Every line of the listing that holds the word "waterway" should be returned.

— Data for analysis —
============

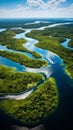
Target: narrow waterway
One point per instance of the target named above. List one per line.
(56, 69)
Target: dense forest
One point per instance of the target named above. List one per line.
(37, 106)
(50, 39)
(7, 38)
(12, 81)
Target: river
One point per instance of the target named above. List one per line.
(56, 69)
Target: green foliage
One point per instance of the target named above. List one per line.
(40, 104)
(6, 38)
(51, 38)
(14, 82)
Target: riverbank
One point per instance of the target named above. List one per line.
(53, 43)
(29, 111)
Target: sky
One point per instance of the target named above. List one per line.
(36, 8)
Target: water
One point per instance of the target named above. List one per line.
(64, 112)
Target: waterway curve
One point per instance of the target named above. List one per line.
(48, 55)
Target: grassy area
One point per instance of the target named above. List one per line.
(51, 38)
(6, 38)
(23, 59)
(40, 104)
(15, 82)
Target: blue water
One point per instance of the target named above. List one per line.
(64, 112)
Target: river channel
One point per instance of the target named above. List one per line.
(55, 68)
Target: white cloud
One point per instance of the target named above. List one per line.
(26, 12)
(45, 5)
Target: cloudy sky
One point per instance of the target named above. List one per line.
(36, 8)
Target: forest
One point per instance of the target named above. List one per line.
(50, 39)
(39, 105)
(12, 81)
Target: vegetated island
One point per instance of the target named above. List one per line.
(7, 38)
(50, 39)
(12, 81)
(37, 106)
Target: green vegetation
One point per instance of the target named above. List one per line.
(51, 38)
(40, 104)
(6, 38)
(23, 59)
(14, 82)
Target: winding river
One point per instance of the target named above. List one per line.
(55, 68)
(53, 60)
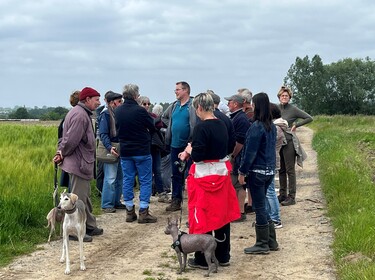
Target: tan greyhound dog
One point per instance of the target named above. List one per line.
(75, 224)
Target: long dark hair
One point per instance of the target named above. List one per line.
(262, 110)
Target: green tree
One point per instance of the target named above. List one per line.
(343, 87)
(307, 80)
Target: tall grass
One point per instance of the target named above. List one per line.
(26, 186)
(346, 158)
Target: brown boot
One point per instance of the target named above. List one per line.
(145, 217)
(174, 206)
(130, 215)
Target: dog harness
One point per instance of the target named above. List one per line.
(177, 243)
(71, 211)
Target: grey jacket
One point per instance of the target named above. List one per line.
(77, 144)
(166, 118)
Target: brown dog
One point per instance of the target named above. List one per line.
(184, 243)
(54, 216)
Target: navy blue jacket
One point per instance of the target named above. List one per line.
(134, 128)
(259, 151)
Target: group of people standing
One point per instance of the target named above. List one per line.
(226, 155)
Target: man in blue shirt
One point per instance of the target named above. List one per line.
(180, 119)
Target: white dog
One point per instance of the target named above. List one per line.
(75, 224)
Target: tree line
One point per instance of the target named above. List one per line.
(344, 87)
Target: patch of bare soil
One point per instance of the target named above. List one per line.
(127, 250)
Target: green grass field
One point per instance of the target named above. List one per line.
(26, 186)
(346, 158)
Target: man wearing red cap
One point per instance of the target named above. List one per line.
(76, 153)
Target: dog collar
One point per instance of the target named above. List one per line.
(71, 211)
(177, 243)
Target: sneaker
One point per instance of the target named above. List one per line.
(174, 206)
(86, 238)
(109, 210)
(248, 208)
(145, 217)
(94, 231)
(289, 201)
(277, 224)
(120, 206)
(163, 197)
(193, 264)
(240, 219)
(224, 264)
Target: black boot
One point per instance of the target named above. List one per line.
(261, 244)
(272, 242)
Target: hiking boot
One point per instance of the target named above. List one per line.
(163, 197)
(145, 217)
(289, 201)
(240, 219)
(174, 206)
(86, 238)
(281, 198)
(130, 215)
(192, 263)
(94, 231)
(248, 208)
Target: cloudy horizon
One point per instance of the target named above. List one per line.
(51, 48)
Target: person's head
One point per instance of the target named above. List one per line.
(113, 99)
(182, 91)
(247, 95)
(90, 97)
(262, 109)
(131, 91)
(215, 97)
(203, 103)
(157, 110)
(144, 101)
(284, 95)
(74, 98)
(275, 111)
(235, 102)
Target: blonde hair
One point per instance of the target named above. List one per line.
(285, 89)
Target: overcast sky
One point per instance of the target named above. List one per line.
(51, 47)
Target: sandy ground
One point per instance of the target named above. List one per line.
(136, 251)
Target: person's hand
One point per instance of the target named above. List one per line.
(114, 152)
(241, 179)
(58, 158)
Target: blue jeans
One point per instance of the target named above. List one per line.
(272, 203)
(177, 176)
(156, 169)
(258, 185)
(112, 185)
(141, 165)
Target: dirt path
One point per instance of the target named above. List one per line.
(127, 250)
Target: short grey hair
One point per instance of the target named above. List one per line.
(131, 91)
(246, 94)
(205, 100)
(143, 99)
(158, 110)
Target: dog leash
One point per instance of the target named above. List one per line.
(56, 186)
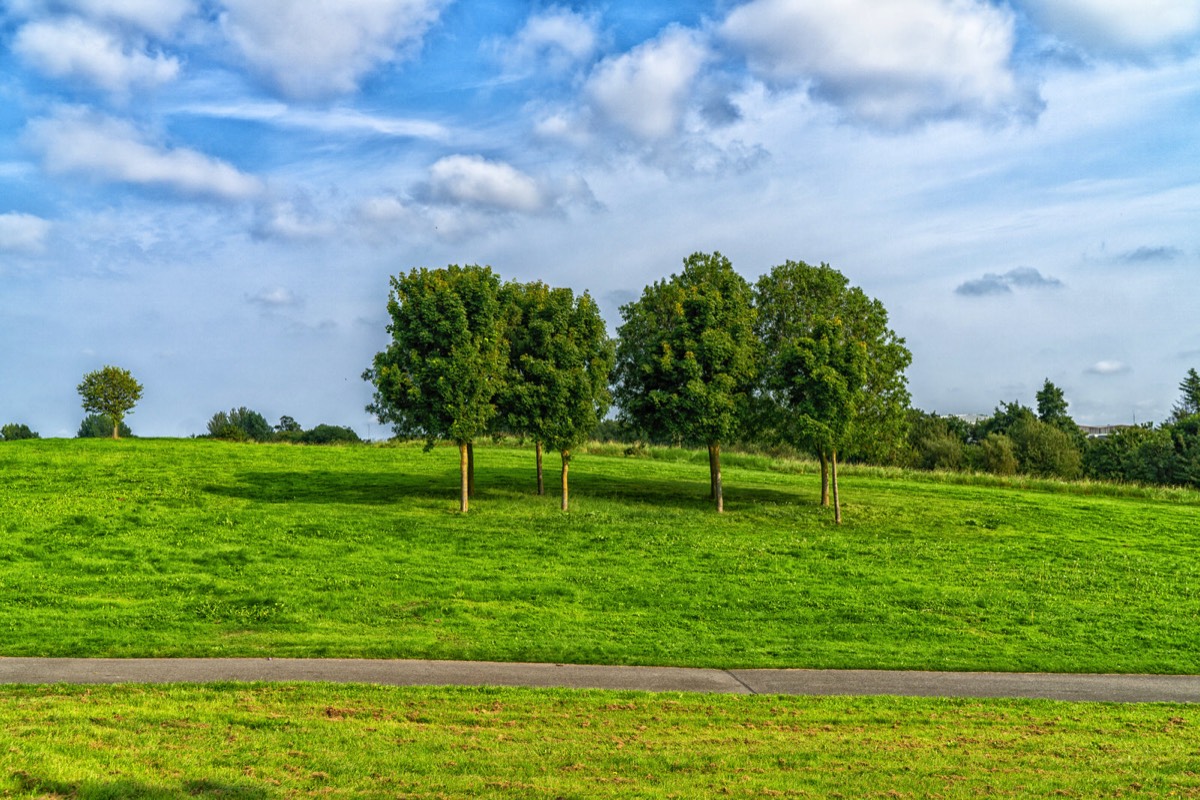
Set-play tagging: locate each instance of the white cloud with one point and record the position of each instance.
(888, 64)
(23, 233)
(156, 17)
(75, 140)
(316, 49)
(475, 181)
(1120, 26)
(556, 37)
(646, 91)
(72, 48)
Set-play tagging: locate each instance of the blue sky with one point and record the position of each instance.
(214, 193)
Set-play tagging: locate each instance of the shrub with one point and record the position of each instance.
(240, 425)
(100, 426)
(13, 431)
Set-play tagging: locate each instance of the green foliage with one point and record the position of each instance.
(447, 360)
(792, 299)
(1189, 403)
(13, 431)
(97, 426)
(558, 366)
(240, 425)
(111, 391)
(329, 434)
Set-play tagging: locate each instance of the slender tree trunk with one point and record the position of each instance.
(463, 470)
(567, 464)
(714, 451)
(837, 501)
(825, 479)
(541, 482)
(471, 469)
(712, 473)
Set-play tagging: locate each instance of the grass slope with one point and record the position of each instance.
(202, 548)
(315, 740)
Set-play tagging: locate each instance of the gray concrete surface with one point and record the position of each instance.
(1117, 689)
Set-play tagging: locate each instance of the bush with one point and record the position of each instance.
(329, 434)
(240, 425)
(100, 426)
(13, 432)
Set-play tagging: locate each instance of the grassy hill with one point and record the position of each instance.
(199, 548)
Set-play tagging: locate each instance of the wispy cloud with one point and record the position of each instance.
(1023, 277)
(77, 140)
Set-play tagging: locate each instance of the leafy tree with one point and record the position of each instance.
(687, 358)
(559, 365)
(1189, 403)
(12, 432)
(447, 360)
(111, 391)
(815, 382)
(97, 426)
(329, 434)
(240, 425)
(792, 300)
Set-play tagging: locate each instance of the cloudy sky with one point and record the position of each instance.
(213, 193)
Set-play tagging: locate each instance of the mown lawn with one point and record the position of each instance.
(203, 548)
(317, 740)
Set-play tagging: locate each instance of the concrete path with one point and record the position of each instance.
(1117, 689)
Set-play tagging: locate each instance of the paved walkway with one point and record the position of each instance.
(1119, 689)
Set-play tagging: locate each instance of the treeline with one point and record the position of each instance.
(1048, 443)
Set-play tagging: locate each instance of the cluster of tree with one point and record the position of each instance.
(15, 431)
(702, 358)
(246, 425)
(1048, 443)
(471, 356)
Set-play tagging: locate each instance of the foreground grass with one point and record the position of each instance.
(257, 741)
(199, 548)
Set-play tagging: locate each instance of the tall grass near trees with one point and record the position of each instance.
(203, 548)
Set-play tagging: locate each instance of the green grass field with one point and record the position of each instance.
(317, 740)
(203, 548)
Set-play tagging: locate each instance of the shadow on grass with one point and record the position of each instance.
(124, 788)
(503, 482)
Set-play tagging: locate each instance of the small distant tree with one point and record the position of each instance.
(445, 364)
(559, 365)
(13, 431)
(111, 391)
(240, 425)
(687, 359)
(97, 426)
(1189, 403)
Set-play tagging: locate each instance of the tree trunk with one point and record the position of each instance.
(837, 501)
(541, 482)
(463, 471)
(567, 463)
(825, 479)
(714, 455)
(471, 469)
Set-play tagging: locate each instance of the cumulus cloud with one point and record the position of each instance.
(888, 64)
(76, 49)
(1108, 368)
(491, 185)
(75, 140)
(317, 49)
(23, 233)
(1023, 277)
(557, 38)
(646, 91)
(1121, 28)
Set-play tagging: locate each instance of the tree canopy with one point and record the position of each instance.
(687, 358)
(447, 358)
(111, 391)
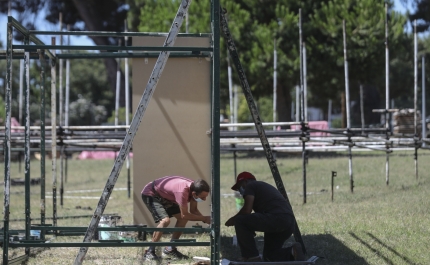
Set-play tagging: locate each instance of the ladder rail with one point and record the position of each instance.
(257, 120)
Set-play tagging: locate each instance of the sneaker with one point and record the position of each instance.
(150, 256)
(174, 254)
(252, 259)
(298, 252)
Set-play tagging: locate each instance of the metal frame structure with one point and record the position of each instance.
(15, 51)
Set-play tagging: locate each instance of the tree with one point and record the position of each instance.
(422, 14)
(96, 15)
(254, 25)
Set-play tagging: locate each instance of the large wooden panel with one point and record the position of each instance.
(172, 138)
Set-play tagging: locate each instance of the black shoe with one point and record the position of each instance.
(150, 256)
(174, 254)
(298, 252)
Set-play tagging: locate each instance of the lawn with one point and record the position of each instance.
(377, 224)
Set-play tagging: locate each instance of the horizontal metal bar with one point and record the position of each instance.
(108, 244)
(115, 33)
(129, 55)
(123, 228)
(18, 260)
(26, 33)
(15, 23)
(113, 48)
(226, 125)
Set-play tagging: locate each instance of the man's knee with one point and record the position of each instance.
(165, 221)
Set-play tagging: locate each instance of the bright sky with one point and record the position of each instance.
(398, 6)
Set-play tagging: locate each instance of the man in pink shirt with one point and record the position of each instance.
(169, 197)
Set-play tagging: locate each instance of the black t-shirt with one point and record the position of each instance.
(267, 199)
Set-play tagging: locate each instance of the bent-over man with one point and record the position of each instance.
(272, 215)
(169, 197)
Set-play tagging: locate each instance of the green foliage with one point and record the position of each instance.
(255, 26)
(2, 111)
(121, 117)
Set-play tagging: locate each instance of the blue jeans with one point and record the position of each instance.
(277, 229)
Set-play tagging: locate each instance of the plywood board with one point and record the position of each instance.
(172, 138)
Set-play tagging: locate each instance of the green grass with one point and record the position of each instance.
(377, 224)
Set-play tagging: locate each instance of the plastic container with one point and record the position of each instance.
(239, 200)
(109, 221)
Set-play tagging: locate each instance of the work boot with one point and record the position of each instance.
(174, 254)
(150, 256)
(298, 252)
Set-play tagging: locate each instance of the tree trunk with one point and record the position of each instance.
(343, 108)
(89, 13)
(283, 103)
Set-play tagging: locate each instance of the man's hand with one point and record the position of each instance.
(207, 220)
(230, 222)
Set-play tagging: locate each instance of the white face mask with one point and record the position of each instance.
(241, 190)
(197, 199)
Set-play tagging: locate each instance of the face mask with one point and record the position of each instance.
(197, 199)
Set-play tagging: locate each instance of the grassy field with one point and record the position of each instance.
(377, 224)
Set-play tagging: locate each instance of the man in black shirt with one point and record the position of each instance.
(272, 215)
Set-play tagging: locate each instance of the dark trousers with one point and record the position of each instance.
(276, 227)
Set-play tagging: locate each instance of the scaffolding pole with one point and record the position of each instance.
(27, 144)
(415, 97)
(127, 108)
(387, 97)
(128, 140)
(348, 117)
(7, 147)
(257, 120)
(54, 135)
(42, 139)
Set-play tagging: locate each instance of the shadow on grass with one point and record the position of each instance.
(331, 249)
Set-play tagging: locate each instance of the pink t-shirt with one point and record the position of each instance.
(172, 188)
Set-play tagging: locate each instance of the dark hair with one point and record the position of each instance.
(199, 185)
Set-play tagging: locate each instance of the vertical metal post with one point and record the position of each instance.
(297, 103)
(333, 175)
(27, 143)
(348, 117)
(423, 87)
(216, 210)
(140, 110)
(305, 85)
(230, 88)
(234, 163)
(61, 172)
(304, 167)
(42, 139)
(7, 147)
(236, 104)
(60, 76)
(21, 85)
(415, 97)
(54, 135)
(387, 98)
(257, 121)
(60, 110)
(127, 107)
(387, 72)
(301, 109)
(275, 84)
(67, 99)
(362, 109)
(118, 87)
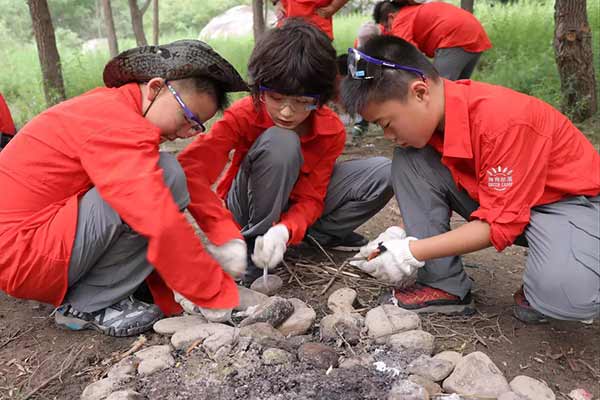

============

— Result of the task —
Target: narrow waterway
Target: waterway curve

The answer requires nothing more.